OverlayNG area check heuristic causing issues when snapping noder is used

[grimsa]

After upgrading JTS from 1.18.2 to 1.19.0 ran into a number of tests that use difference operation failing with TopologyException: Result area inconsistent with overlay operation.

I tracked it down to OverlayUtil#isResultAreaConsistent (which was added in https://github.com/locationtech/jts/pull/812):

case OverlayNG.DIFFERENCE:
  isConsistent = isLess(areaResult, areaA, AREA_HEURISTIC_TOLERANCE)   // true; args are: 0, 6.512
              && isGreater(areaResult, areaA - areaB, AREA_HEURISTIC_TOLERANCE); // false; args are 0; 8.8818E-16
  break;

In our case we are performing a difference operation on two almost-exactly-the-same geometries and expect an empty result.

Note: we are using snapping noder like in OverlayNGSnappingFunctions code.

Test case 1

This case fails with TopologyException:

@Test
void test2() throws ParseException {
    Geometry g1 = new WKTReader().read("MULTIPOLYGON (((0.37676311 2.57570853, 7.28652472 0.00028375, 7.60034931 0.81686059, 0.50229292 3.4551325, 0.37676311 2.57570853)))");
    Geometry g2 = new WKTReader().read("MULTIPOLYGON (((0.50229292 3.4551325, 7.60034931 0.81686059, 7.28652472 0.00028375, 0.37676311 2.57570853, 0.50229292 3.4551325)))");

    // Note: in our code we have an utility function that wraps this logic
    Geometry overlayResult = OverlayNG.overlay( 
            g1,
            g2,
            OverlayNG.DIFFERENCE,
            g1.getPrecisionModel(),
            new ValidatingNoder(new SnappingNoder(1e-4))
    );

    assertTrue(overlayResult.isEmpty());
}

In this case OverlayUtil#isResultAreaConsistent is reached once, and the expression in isGreater check works out to be:

• v1 >= v2 * (1 - tol);
• 0 >= 8.8819E-16 * (1 - 0.1) ==> false

Test case 2

This case passes with the same data:

@Test       // Passes
void test() throws ParseException {
    Geometry p1 = new WKTReader().read("MULTIPOLYGON (((0.37676311 2.57570853, 7.28652472 0.00028375, 7.60034931 0.81686059, 0.50229292 3.4551325, 0.37676311 2.57570853)))");
    Geometry p2 = new WKTReader().read("MULTIPOLYGON (((0.50229292 3.4551325, 7.60034931 0.81686059, 7.28652472 0.00028375, 0.37676311 2.57570853, 0.50229292 3.4551325)))");

    Geometry result = p1.difference(p2);

    assertEquals(result.getArea(), 0);
}

In this case it seems OverlayNGRobust is used instead, which results in multiple calls to OverlayUtil#isResultAreaConsistent (with slightly different values) and eventually it succeeds in passing the heuristic check.

> [DIRECTIVES]:
- 1) In the JTS overlay issue above, what exception do the difference tests throw after the upgrade from 1.18.2 to 1.19.0?
- 2) Continue the JTS overlay issue above, starting after its final sentence.

> [STORED DATA]:
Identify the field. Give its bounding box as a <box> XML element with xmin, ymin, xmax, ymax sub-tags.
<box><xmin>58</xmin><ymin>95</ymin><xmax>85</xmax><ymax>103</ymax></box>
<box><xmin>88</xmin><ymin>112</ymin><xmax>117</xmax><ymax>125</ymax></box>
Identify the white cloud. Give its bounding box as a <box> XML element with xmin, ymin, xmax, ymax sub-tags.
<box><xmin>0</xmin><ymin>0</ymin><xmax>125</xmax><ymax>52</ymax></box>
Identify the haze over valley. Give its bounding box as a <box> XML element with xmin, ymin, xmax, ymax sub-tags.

> [THE REPLIES]:
- 1) They throw a TopologyException with the message "Result area inconsistent with overlay operation."

- 2)
Question

To me this feels like a bug in the heuristic check, but maybe our utility function for the difference operation is implemented in a suboptimal way?

If it's indeed a bug, and the fix is relatively simple (for someone who does not know JTS internals well), we'd be happy to contribute a PR with the fix.

[dr-jts]

Thanks for the detailed bug report. Sorry for the delay in looking into this. It looks like a design flaw in the heuristic area check.

In this case the result is an empty geometry with zero area. The input geometries are essentially identical, but have rotated vertex sequences. Due to numeric precision issues (the eternal bugbear) the areas evaluate to be slightly different. This causes the area heuristic check to fail, incorrectly.

A : MULTIPOLYGON [ 1 ] - 5 pts
    Len: 16.709769332012375  Area: 6.511982813837381
B : MULTIPOLYGON [ 1 ] - 5 pts
    Len: 16.70976933201237  Area: 6.51198281383738

The heuristic needs to be modified to be less stringent when evaluating very small differences in area. I'm not sure what a suitable fix is, but will think about it. Suggestions welcome.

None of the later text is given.